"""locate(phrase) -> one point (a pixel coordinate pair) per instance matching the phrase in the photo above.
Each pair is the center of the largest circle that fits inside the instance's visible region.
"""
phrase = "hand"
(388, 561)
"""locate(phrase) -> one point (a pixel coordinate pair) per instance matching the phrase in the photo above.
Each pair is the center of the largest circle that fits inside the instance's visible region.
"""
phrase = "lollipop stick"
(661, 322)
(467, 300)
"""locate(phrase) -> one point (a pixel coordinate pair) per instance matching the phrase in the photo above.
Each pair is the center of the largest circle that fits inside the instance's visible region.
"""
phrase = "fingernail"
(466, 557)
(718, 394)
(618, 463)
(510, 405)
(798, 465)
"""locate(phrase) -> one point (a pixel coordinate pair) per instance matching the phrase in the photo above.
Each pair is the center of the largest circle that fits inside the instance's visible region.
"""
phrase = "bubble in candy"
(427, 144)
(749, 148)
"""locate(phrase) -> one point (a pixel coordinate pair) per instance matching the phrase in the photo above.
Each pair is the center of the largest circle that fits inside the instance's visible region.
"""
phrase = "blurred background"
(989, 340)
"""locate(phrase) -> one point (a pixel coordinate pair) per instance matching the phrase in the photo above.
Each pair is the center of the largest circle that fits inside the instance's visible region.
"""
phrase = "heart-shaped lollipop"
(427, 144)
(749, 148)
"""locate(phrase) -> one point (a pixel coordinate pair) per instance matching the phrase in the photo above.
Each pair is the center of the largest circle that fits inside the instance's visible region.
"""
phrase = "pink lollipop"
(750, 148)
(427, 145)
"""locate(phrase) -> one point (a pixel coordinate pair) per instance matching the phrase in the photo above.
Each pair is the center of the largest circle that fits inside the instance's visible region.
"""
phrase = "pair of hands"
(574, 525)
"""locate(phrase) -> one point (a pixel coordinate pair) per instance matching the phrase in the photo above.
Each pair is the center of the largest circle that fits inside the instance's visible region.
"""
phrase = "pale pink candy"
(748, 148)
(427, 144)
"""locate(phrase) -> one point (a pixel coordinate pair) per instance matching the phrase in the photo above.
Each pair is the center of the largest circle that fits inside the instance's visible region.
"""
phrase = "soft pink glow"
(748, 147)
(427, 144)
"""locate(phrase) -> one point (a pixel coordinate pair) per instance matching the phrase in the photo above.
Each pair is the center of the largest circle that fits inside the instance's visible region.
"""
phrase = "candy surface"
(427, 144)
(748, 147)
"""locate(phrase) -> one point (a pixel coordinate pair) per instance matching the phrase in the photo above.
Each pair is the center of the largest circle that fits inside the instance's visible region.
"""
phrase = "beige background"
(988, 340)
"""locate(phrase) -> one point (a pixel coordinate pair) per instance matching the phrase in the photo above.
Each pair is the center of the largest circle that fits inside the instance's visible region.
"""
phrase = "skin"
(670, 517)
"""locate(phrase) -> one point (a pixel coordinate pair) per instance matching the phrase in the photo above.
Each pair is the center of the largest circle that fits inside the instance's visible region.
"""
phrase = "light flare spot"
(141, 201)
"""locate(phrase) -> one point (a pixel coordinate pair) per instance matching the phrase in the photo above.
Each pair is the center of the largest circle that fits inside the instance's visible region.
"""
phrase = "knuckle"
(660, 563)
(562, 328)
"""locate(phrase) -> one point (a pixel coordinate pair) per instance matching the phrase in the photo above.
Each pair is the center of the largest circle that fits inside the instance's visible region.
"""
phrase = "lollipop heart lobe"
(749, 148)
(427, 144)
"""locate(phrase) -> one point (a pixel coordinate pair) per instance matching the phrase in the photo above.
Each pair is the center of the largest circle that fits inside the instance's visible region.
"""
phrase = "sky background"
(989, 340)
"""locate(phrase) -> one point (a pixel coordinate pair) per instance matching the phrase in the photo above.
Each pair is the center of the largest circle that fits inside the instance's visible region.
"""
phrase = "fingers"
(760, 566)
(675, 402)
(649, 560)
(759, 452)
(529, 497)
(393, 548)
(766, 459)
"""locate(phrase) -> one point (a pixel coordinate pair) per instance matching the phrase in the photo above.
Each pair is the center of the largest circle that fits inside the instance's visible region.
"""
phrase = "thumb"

********

*Activity*
Output the listing above without altering a single character.

*Completed exercise*
"""locate(phrase) -> one point (a pixel coordinate pair) per instance matching the phrase in the photo above.
Each pair is the center of the largest circle that fits inside the instance's visible region.
"""
phrase = "hand"
(388, 561)
"""locate(phrase) -> one point (a pixel coordinate pair) per instance matching the phrase in the photo above.
Each pair is the center of the largest circle that fits inside the instance's visible region.
"""
phrase = "lollipop stick"
(661, 322)
(467, 300)
"""locate(phrase) -> one point (a pixel coordinate pair) per instance matching the phrase in the photo above.
Each pair is the center of the largest circle that fits inside the instance's visible region.
"""
phrase = "fingernail"
(466, 557)
(718, 394)
(618, 463)
(510, 405)
(798, 465)
"""locate(phrase) -> one point (a pixel coordinate pair) per instance matching the phrase in the photo above.
Each pair is the center of the largest circle that fits inside the instance's visible region.
"""
phrase = "bubble in candy"
(427, 144)
(749, 148)
"""locate(phrase) -> one point (a pixel coordinate pair) per instance matching the phrase in the photo above.
Each pair is the center of the largest circle that fits inside the instance's visible region.
"""
phrase = "blurred background"
(989, 340)
"""locate(phrase) -> one point (a pixel coordinate pair) per instance matching the phrase in the photo above.
Each pair is the center of the largest circle that fits inside the instance's visible region.
"""
phrase = "heart-shaped lollipop"
(427, 144)
(749, 148)
"""locate(phrase) -> one point (a pixel coordinate pair) per instance matching the phrase in the photo above.
Each pair is the center of the largest circle that fits inside the instance's visible region.
"""
phrase = "pink lollipop"
(750, 148)
(427, 145)
"""locate(phrase) -> one point (a pixel coordinate pair) per instance matching the phrase in the photo above.
Each pair is the center of the largest circle that fits inside the instance's visible region.
"""
phrase = "pair of hands"
(574, 525)
"""locate(phrase) -> one point (a pixel coordinate pair) per instance matching the phrase in the photo above.
Each pair is the center of the largest circle that fits inside the instance's visible region.
"""
phrase = "pale pink candy"
(748, 148)
(427, 144)
"""locate(phrase) -> one point (a pixel coordinate pair) per instance matching the phrase in the photo above.
Each pair is the center of the largest circle that fits inside the instance's visible region.
"""
phrase = "soft pink glow"
(748, 147)
(427, 144)
"""locate(phrase) -> one point (a pixel coordinate pair) per instance matching the phrase in the photo above.
Each pair is the center of the largest circle that fits inside the instance's visible region.
"""
phrase = "candy surface"
(427, 144)
(748, 147)
"""locate(phrase) -> one point (a pixel coordinate pair) per instance matching the phrase in the photo above.
Each pair is the center of the largest circle that fits inside the instance's visible region.
"""
phrase = "beige background"
(988, 340)
"""locate(phrase) -> one point (a pixel coordinate pair) per instance matching the phrase in the photo above.
Each pair is the center of the largest circle that fits inside the instance's visible region.
"""
phrase = "skin"
(670, 517)
"""locate(phrase) -> one point (a pixel coordinate pair) per instance matching the phrase in the photo above.
Each pair is the center of the largest circle that fits inside the instance's visible region.
"""
phrase = "light flare spot"
(141, 201)
"""locate(phrase) -> one point (a pixel coordinate pair) per instance matching the phrase in the photo above.
Each pair is the center of the largest circle that fits inside the instance's visible region.
"""
phrase = "knuckle"
(660, 563)
(562, 328)
"""locate(phrase) -> one point (a pixel coordinate pair) per instance matching the phrase in the photo above.
Each pair is the center of the largest circle that fits inside the instance's visible region.
"""
phrase = "lollipop heart lobe"
(749, 148)
(427, 144)
"""locate(phrase) -> one point (a pixel coordinate pair) per instance matching the phrase in the photo above.
Each pair is the center of the largest circle that fits inside the instance's visible region.
"""
phrase = "sky background"
(989, 340)
"""locate(phrase) -> one point (a pixel coordinate pair) per instance matching the phrase in the photo above.
Each pair is the center of the largest circle that fits inside the instance's visible region.
"""
phrase = "fingers"
(760, 566)
(675, 402)
(649, 560)
(759, 452)
(529, 497)
(393, 548)
(766, 459)
"""locate(phrase) -> one point (a pixel coordinate pair) per instance matching the phrase in the photo above.
Each pair is the center of the largest circle that fits inside the instance's visible region.
"""
phrase = "thumb"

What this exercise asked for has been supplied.